Texto de leitura

______________________________

Ao Observador, admitiu essa “fatalidade” e deixou a receita: “É preciso repetir
a mensagem nem que seja preciso repeti-la 500 vezes”.
"Os resultados [das sondagens] não são os que desejamos,
mas há um trabalho de preparação do programa eleitoral que está a ser feito e
que vai permitir ao PS afinar a sua alternativa e preparar as pessoas para
ela"
Pedro Nuno Santos
A relação com a
comunicação social tem sido aliás o calcanhar de Aquiles para António Costa
nestes 100 dias de liderança. Muitas vezes em que aparece em público opta por
não falar aos jornalistas, além de que durante boa parte inicial do mandato,
tinha uma agenda pública mais reduzida. E das últimas vez que o fez, não correu
bem.
A última semana
foi talvez a semana mais negra para o secretário-geral do PS. Fez um discurso
sobre o Estado do país para uma plateia de investidores chineses, dizendo que
Portugal estava “diferente” de há quatro anos, mas dando a entender que era no
bom sentido. E PSD e CDS cavalgaram a onda. A trica política poderia ter ficado
por aqui, não fosse um fundador do partido, Alfredo Barroso, ter batido com a
porta depois de mais esta gota de água, que lhe fez transbordar o copo da
insatisfação que vinha a encher há meses. Terceiro problema: Costa, ao tentar
apagar o fogo, deu-lhe mais importância, desdobrando-se em esclarecimentos,
comunicados e até uma sms aos militantes. Lei de Murphy: Se há qualquer coisa
que possa correr mal, vai correr mal. Correu.

______________________________

Atividades
**a.** Reescreva o trecho do texto que se inicia com as palavras "A última semana" e termina em "correr mal. Correu.", substituindo "plateia" por "audiência".
**b.** Enumere todos os partidos políticos que o texto menciona pela respetiva sigla.

______________________________

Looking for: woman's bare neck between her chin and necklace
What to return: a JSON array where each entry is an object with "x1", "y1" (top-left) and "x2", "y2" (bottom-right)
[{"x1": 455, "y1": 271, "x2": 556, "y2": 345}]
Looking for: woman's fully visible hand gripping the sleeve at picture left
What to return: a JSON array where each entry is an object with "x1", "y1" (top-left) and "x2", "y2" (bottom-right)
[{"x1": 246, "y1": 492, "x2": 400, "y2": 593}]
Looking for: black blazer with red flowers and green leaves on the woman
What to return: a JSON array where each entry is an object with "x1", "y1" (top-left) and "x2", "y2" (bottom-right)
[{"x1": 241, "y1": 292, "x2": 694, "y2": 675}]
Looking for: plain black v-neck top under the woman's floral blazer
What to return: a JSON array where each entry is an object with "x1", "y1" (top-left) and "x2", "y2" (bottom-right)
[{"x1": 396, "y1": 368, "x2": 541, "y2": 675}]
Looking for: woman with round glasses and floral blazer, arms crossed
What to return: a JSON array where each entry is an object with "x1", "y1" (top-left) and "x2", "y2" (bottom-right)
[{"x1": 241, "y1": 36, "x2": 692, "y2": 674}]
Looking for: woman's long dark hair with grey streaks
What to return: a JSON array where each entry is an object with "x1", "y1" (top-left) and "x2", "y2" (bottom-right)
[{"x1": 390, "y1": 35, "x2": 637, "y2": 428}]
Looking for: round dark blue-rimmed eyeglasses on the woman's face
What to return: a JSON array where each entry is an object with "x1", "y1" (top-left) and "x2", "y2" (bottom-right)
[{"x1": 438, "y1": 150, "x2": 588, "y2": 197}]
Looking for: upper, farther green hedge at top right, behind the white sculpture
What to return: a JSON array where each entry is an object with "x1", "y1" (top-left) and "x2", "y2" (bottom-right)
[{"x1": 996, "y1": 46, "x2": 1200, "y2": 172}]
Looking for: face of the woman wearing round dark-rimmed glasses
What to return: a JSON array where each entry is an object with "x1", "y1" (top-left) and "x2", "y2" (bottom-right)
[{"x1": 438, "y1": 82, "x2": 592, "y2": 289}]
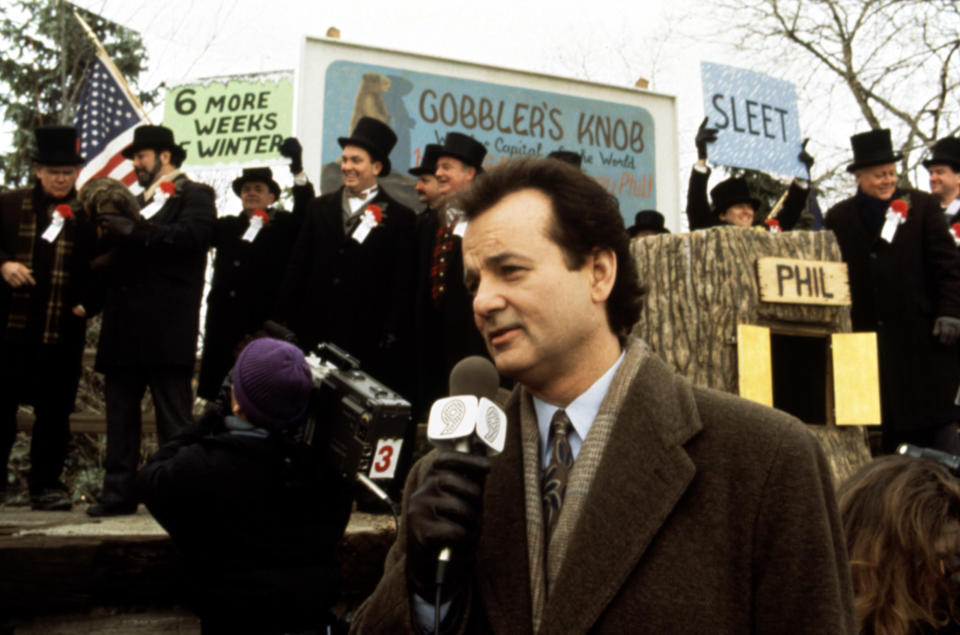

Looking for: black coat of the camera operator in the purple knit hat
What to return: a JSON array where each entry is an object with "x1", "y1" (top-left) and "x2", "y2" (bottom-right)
[{"x1": 137, "y1": 415, "x2": 352, "y2": 633}]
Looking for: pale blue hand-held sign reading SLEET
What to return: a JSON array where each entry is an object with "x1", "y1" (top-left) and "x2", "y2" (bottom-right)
[{"x1": 700, "y1": 62, "x2": 807, "y2": 178}]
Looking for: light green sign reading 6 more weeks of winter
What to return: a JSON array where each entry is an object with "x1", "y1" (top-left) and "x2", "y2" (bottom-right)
[{"x1": 163, "y1": 73, "x2": 293, "y2": 165}]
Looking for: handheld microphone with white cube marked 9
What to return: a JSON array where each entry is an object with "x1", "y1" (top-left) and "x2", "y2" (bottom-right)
[{"x1": 427, "y1": 355, "x2": 507, "y2": 583}]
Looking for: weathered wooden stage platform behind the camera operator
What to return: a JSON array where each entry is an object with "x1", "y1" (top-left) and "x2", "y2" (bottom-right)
[{"x1": 0, "y1": 505, "x2": 394, "y2": 626}]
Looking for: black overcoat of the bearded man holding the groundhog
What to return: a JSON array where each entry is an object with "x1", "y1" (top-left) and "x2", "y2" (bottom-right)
[{"x1": 96, "y1": 177, "x2": 217, "y2": 372}]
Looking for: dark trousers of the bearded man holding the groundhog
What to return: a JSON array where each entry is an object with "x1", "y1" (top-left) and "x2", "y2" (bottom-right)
[{"x1": 100, "y1": 366, "x2": 193, "y2": 506}]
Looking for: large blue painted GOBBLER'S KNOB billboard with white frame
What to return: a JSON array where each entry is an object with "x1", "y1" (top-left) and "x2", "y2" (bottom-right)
[{"x1": 297, "y1": 38, "x2": 679, "y2": 228}]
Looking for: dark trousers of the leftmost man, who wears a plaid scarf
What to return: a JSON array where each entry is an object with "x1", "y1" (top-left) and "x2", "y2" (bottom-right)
[{"x1": 0, "y1": 346, "x2": 80, "y2": 494}]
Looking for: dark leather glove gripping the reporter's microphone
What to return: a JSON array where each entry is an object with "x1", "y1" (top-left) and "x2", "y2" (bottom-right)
[{"x1": 406, "y1": 451, "x2": 490, "y2": 602}]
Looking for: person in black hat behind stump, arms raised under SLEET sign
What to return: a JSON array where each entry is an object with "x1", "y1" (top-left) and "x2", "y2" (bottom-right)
[{"x1": 687, "y1": 118, "x2": 813, "y2": 231}]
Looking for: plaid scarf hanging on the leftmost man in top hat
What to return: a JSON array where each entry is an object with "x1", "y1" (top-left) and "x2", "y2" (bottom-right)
[{"x1": 6, "y1": 194, "x2": 73, "y2": 344}]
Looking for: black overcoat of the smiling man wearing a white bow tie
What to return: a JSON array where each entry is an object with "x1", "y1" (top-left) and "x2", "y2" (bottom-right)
[{"x1": 275, "y1": 187, "x2": 415, "y2": 398}]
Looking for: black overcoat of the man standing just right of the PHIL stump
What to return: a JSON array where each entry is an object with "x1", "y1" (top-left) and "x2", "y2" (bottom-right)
[{"x1": 825, "y1": 190, "x2": 960, "y2": 431}]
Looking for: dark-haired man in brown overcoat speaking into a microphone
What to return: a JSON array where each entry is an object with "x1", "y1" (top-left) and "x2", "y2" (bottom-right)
[{"x1": 352, "y1": 159, "x2": 855, "y2": 634}]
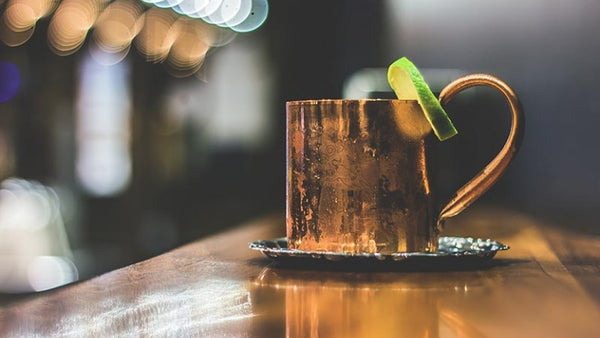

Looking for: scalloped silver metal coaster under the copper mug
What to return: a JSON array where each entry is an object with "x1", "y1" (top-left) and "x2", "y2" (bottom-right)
[{"x1": 249, "y1": 237, "x2": 509, "y2": 270}]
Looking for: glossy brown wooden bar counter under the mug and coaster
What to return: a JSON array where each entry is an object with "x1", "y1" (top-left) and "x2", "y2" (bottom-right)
[{"x1": 0, "y1": 208, "x2": 600, "y2": 337}]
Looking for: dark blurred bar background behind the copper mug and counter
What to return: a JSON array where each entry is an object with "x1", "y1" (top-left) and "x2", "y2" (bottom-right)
[{"x1": 0, "y1": 0, "x2": 600, "y2": 290}]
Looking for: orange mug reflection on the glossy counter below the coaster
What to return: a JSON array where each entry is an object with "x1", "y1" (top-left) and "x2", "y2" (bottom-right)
[{"x1": 252, "y1": 268, "x2": 483, "y2": 337}]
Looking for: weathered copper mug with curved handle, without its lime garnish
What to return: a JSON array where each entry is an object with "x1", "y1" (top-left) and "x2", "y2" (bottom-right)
[{"x1": 286, "y1": 74, "x2": 524, "y2": 254}]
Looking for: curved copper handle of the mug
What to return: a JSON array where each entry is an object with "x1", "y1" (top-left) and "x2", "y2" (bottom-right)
[{"x1": 438, "y1": 74, "x2": 525, "y2": 226}]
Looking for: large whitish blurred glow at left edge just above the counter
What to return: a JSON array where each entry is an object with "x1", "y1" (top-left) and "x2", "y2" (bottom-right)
[{"x1": 0, "y1": 177, "x2": 78, "y2": 293}]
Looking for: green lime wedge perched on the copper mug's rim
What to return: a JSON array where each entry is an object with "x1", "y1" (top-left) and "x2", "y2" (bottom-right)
[{"x1": 388, "y1": 57, "x2": 458, "y2": 141}]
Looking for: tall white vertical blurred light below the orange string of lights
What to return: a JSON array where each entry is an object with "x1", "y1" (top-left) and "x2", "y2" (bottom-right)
[{"x1": 75, "y1": 54, "x2": 132, "y2": 197}]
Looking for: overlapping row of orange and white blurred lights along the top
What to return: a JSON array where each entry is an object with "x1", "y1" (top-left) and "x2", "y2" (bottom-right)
[{"x1": 0, "y1": 0, "x2": 269, "y2": 76}]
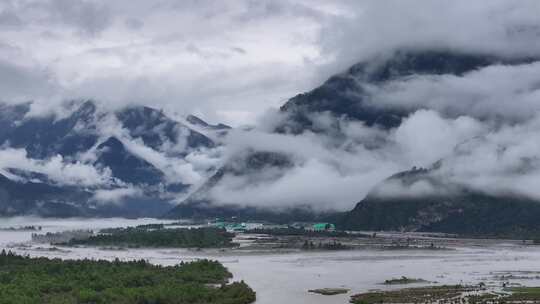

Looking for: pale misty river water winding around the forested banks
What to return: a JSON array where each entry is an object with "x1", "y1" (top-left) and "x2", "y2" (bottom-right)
[{"x1": 0, "y1": 217, "x2": 540, "y2": 304}]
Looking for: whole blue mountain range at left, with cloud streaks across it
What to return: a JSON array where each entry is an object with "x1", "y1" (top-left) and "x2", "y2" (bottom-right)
[{"x1": 0, "y1": 101, "x2": 224, "y2": 216}]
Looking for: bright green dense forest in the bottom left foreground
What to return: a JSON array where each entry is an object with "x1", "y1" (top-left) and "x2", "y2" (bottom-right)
[{"x1": 0, "y1": 251, "x2": 255, "y2": 304}]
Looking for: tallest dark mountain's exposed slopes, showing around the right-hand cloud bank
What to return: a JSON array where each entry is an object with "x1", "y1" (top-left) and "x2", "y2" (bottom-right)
[{"x1": 168, "y1": 50, "x2": 533, "y2": 221}]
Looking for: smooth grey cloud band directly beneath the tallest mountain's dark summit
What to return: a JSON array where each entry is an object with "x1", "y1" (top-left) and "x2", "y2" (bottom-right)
[{"x1": 364, "y1": 61, "x2": 540, "y2": 121}]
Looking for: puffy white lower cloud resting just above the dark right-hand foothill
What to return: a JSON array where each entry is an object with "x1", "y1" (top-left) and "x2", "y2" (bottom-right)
[{"x1": 211, "y1": 96, "x2": 540, "y2": 210}]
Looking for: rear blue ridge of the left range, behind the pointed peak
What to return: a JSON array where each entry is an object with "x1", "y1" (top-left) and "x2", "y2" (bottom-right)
[{"x1": 0, "y1": 101, "x2": 214, "y2": 158}]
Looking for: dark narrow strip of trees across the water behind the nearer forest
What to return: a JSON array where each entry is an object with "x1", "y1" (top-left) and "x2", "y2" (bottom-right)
[{"x1": 67, "y1": 226, "x2": 235, "y2": 248}]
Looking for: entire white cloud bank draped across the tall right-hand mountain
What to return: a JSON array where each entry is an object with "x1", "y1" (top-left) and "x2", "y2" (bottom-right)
[{"x1": 202, "y1": 54, "x2": 540, "y2": 210}]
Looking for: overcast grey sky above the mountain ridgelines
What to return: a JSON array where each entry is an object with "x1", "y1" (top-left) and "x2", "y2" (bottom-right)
[{"x1": 4, "y1": 0, "x2": 540, "y2": 125}]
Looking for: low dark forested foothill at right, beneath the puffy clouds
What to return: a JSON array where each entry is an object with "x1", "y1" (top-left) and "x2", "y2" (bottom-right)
[{"x1": 339, "y1": 166, "x2": 540, "y2": 238}]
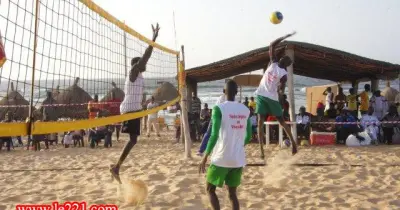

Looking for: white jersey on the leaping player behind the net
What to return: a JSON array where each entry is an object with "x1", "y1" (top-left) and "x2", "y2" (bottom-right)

______________________________

Conjunto de respostas
**a.**
A última semana
foi talvez a semana mais negra para o secretário-geral do PS. Fez um discurso
sobre o Estado do país para uma audiência de investidores chineses, dizendo que
Portugal estava “diferente” de há quatro anos, mas dando a entender que era no
bom sentido. E PSD e CDS cavalgaram a onda. A trica política poderia ter ficado
por aqui, não fosse um fundador do partido, Alfredo Barroso, ter batido com a
porta depois de mais esta gota de água, que lhe fez transbordar o copo da
insatisfação que vinha a encher há meses. Terceiro problema: Costa, ao tentar
apagar o fogo, deu-lhe mais importância, desdobrando-se em esclarecimentos,
comunicados e até uma sms aos militantes. Lei de Murphy: Se há qualquer coisa
que possa correr mal, vai correr mal. Correu.

**b.** PS, PSD, CDS